Aim of the task: Copy the items, requests included, starting with the line containing "Pick out each instance of the tall" and going on through the end of the items. Offset every coordinate in the answer points by -17, and leave the requests and their sample points unchanged.

Source records:
- - -

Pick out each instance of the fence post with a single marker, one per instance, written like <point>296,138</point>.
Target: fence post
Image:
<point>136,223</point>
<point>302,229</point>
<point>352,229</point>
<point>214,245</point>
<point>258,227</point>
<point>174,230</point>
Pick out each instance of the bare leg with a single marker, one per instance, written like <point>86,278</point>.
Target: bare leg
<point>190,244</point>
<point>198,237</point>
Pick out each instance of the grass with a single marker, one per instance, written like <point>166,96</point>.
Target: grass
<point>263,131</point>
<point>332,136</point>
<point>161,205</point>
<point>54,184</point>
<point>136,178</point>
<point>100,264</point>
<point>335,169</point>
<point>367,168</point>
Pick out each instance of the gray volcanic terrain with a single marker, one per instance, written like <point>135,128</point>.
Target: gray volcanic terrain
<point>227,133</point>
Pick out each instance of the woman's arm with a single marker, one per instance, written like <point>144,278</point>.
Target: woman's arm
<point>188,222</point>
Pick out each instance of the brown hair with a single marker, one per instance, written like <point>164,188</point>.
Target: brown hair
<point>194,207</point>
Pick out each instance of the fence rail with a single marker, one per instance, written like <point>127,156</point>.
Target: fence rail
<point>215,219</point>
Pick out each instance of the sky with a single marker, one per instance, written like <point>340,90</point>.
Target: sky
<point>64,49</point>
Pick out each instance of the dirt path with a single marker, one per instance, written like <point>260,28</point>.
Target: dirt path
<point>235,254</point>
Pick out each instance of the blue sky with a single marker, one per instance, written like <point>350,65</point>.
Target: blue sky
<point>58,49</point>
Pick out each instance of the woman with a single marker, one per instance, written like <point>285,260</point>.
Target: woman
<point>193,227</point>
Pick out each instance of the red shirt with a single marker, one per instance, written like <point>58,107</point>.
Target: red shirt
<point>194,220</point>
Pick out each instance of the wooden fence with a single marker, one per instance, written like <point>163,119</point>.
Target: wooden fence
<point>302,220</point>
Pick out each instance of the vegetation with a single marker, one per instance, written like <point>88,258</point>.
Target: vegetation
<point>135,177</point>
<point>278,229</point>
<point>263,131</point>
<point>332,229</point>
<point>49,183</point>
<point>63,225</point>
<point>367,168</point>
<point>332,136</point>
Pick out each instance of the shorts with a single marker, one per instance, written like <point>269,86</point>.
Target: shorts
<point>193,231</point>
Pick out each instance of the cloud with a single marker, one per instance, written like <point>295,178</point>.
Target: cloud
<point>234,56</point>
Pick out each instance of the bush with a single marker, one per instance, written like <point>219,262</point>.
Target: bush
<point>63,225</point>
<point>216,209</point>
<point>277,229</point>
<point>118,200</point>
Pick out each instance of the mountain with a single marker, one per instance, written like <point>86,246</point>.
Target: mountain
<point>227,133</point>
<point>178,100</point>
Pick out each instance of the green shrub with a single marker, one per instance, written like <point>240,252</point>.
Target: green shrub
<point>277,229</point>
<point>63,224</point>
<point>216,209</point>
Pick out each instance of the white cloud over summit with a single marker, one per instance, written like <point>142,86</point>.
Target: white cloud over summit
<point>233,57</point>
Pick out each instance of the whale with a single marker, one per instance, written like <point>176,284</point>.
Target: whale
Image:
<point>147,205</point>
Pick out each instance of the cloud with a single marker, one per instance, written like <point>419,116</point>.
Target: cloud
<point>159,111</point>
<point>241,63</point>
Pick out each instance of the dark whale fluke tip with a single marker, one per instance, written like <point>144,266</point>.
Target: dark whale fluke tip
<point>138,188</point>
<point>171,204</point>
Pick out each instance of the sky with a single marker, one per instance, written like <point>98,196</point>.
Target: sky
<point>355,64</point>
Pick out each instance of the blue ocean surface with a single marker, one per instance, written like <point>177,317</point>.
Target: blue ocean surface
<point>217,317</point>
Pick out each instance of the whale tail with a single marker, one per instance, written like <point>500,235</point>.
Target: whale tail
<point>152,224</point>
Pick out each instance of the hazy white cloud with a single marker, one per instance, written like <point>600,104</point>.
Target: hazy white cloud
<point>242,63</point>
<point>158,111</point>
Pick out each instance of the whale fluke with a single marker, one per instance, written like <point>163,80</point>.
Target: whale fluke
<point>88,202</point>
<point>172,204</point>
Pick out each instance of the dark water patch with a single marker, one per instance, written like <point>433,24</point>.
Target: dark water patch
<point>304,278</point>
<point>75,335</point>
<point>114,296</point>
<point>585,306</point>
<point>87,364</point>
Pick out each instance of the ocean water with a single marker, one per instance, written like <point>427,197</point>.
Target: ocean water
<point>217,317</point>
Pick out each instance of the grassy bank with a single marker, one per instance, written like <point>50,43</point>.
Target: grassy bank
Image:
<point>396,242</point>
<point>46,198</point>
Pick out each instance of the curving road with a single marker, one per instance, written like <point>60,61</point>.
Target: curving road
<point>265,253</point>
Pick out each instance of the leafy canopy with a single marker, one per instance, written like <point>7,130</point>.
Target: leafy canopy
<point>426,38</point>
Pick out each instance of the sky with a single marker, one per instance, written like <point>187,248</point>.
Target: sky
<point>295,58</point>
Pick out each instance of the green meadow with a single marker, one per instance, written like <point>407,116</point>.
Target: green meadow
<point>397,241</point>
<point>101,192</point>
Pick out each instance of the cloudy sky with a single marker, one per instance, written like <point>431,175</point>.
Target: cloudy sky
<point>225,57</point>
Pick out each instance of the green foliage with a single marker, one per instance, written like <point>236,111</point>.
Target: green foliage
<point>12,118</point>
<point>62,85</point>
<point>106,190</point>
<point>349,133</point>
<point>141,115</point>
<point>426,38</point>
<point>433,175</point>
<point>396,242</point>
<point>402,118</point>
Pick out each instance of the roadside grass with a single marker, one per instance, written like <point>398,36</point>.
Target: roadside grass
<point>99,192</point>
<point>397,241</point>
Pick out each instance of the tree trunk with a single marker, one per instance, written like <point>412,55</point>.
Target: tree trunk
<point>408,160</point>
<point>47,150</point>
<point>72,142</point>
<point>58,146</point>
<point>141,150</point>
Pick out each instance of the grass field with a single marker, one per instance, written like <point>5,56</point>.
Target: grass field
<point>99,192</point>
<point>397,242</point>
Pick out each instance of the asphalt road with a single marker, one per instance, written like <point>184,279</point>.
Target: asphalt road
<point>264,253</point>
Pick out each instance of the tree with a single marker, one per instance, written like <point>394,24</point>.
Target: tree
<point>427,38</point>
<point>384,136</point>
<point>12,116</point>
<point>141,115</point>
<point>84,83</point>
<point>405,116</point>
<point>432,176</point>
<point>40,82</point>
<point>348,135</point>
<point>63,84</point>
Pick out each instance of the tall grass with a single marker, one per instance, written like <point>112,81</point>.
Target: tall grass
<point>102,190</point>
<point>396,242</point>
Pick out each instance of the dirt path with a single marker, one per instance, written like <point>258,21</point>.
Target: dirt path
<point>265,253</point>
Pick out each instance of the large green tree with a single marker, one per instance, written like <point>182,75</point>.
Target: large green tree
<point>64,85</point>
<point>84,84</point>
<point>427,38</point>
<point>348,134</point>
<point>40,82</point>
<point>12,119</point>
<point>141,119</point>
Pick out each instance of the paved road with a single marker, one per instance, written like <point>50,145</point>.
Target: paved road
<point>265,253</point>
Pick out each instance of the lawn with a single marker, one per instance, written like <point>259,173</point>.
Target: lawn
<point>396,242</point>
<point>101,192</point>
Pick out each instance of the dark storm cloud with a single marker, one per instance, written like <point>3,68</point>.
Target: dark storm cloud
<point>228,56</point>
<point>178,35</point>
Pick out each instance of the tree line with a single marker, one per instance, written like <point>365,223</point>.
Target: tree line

- - -

In response:
Pick out each instance of the tall grass with a single marker, one per instance, written like <point>112,81</point>.
Target: tall grass
<point>85,173</point>
<point>379,225</point>
Pick out each instance of the dirt path with a single marker, one per instance, written like <point>258,21</point>.
Target: dirt path
<point>248,236</point>
Pick out each instance of the large green tree with a single marker, one per instance, written like <point>182,75</point>.
Target: large green tree
<point>47,68</point>
<point>67,67</point>
<point>410,21</point>
<point>331,117</point>
<point>23,65</point>
<point>-5,102</point>
<point>124,102</point>
Pick out each instance of the paved road with a single marker, one per instance, written like <point>50,145</point>.
Target: paved road
<point>248,236</point>
Pick out each instance of the lawn with a single marker, one per instance, written like <point>259,173</point>.
Target: lawn
<point>379,225</point>
<point>84,175</point>
Pick out each instance of the dark storm cloud with a single marker, one per instance, written like <point>3,68</point>.
Target: dark storm cloud
<point>211,39</point>
<point>161,18</point>
Pick out each instance of the tree line with a single marker, one per instance, written like <point>365,223</point>.
Target: tree line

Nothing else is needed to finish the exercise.